ASSIGNMENT – In the listing below, repeat exactly every line from the first through the line containing "point_to(query) puts a dot on the stone", with nothing else.

RECORDS SUPPLIED –
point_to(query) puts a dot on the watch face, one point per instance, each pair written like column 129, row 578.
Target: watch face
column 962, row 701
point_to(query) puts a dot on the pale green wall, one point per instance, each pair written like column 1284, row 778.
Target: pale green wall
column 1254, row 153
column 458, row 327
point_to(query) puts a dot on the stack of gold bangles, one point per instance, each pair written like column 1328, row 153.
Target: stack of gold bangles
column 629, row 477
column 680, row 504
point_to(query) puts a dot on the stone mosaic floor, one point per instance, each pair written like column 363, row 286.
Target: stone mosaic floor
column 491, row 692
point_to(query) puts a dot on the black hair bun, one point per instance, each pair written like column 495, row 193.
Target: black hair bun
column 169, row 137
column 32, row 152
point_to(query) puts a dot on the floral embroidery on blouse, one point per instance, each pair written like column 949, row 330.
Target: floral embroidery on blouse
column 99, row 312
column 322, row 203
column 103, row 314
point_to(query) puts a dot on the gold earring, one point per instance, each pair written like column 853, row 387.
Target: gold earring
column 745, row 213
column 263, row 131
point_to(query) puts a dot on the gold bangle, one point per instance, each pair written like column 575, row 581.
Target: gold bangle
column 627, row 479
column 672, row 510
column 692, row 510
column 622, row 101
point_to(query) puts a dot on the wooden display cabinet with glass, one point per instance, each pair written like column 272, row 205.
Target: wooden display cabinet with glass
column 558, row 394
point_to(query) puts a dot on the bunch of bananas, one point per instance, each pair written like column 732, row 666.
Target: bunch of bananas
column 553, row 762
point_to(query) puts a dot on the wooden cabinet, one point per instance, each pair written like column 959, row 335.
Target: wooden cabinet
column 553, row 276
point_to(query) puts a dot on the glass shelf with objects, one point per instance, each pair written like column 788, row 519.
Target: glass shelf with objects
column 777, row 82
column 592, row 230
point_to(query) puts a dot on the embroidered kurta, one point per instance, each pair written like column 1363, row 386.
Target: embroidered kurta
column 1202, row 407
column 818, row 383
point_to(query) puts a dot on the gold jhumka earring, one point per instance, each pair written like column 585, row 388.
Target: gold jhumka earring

WRITTEN ANSWER –
point_to(query) puts a dot on the watch face, one point per instance, each pair written like column 129, row 578.
Target: watch face
column 962, row 701
point_to(query) puts a dot on the pale green wall, one point per instance, each pair written like column 1284, row 778.
Target: pale green wall
column 1254, row 153
column 458, row 327
point_to(query) puts a dot on the stack of gold bangles, one point per instance, each pair written like column 1328, row 153.
Target: stack of gold bangles
column 629, row 477
column 680, row 504
point_to(query) puts a dot on the stone mosaic floor, one point per instance, each pair written like column 363, row 286.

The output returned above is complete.